Ketentuan Soal: Sunting kutipan tentang ekonomi kolonial dari "Pernyataan yang benar-benar" sampai "bergantung kepada Hindia.", lalu tuliskan kembali bagian tersebut dengan "liberalisme ekonomi" diganti menjadi "ekonomi liberal".

Kutipan:

****

Ekonomi Indonesia Era Kolonial
Belanda
A. Pendahuluan.
“Hindia
adalah gabus yang di atasnya Belanda mengapung.”
J.C. Baud, Gubernur Jendral Hindia Belanda (1834-1836).
Gema
pernyataan J.C. Baud di atas terus berdengung hingga seabad setelah ia
berkuasa. Pernyataan tersebut diucapkan saat Tanam Paksa baru saja diberlakukan
dan negeri Belanda berhasil menambal defisit keuangan akibat Perang Jawa.
Pernyataan yang benar-benar memperlihatkan ketergantungan ekonomi Belanda
kepada tanah jajahan yang dijuluki “Dee Gordel van Smaragd” (zamrud
khatulistiwa) itu. Ketika zaman berubah dengan pemberlakuan politik etis dan
liberalisme ekonomi, sifat ketergantungan tersebut tidak ikut berubah. Belanda
malah makin bergantung kepada Hindia.
Memasuki
abad 20, Belanda, kerajaan kecil yang dikelilingi imperium-imperium besar
Eropa, seperti menemukan harga dirinya di hadapan bangsa - bangsa lain dengan
menjadi tuan di sebuah negeri kepulauan yang bentangannya setara jarak Moskow -
London.
B. Masa Kemakmuran yang Singkat dan
Depresi Ekonomi.
Awal
abad 20 ditandai kemakmuran yang makin meningkat di Hindia. Ini berbarengan
dengan program politik etis yang membuka jalan bagi kaum pribumi memperoleh
pendidikan layak. Gabungan antara meningkatnya kemakmuran dan politik etis
membuat taraf kehidupan masyarakat naik, tanpa ada preseden sebelumnya dalam
sejarah kolonialisme Belanda di Hindia. Angka-angka statistik ekonomi dari awal
abad 20 dalam hal pendapatan pemerintah melonjak drastis dibanding masa
sebelumnya.

****

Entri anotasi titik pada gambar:
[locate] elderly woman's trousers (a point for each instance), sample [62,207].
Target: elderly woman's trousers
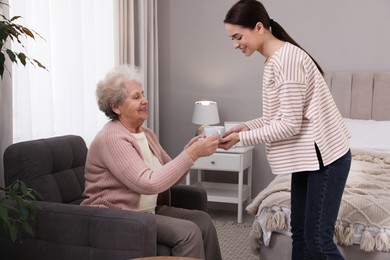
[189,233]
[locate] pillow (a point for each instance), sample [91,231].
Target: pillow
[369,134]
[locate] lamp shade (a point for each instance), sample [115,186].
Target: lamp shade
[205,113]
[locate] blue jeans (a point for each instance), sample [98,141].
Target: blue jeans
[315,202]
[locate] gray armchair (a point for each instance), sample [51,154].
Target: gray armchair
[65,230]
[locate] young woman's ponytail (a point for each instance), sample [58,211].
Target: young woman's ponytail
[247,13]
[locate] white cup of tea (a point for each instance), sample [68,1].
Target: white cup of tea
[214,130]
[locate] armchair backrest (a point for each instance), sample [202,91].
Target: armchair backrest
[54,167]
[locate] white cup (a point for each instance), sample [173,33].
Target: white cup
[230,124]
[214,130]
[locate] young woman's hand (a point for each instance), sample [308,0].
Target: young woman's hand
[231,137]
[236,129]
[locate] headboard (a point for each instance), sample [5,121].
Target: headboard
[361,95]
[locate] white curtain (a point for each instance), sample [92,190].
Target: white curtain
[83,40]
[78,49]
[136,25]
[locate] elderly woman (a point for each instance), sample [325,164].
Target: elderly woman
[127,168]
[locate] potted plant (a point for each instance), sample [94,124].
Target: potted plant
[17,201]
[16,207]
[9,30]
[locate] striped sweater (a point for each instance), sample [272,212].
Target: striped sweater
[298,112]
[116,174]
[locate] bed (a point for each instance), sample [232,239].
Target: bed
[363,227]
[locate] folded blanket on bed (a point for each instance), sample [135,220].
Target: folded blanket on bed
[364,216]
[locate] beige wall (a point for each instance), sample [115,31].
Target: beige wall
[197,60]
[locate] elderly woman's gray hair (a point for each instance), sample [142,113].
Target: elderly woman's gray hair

****

Penyelesaian Soal:
Pernyataan yang benar-benar memperlihatkan ketergantungan ekonomi Belanda
kepada tanah jajahan yang dijuluki “Dee Gordel van Smaragd” (zamrud
khatulistiwa) itu. Ketika zaman berubah dengan pemberlakuan politik etis dan
ekonomi liberal, sifat ketergantungan tersebut tidak ikut berubah. Belanda
malah makin bergantung kepada Hindia.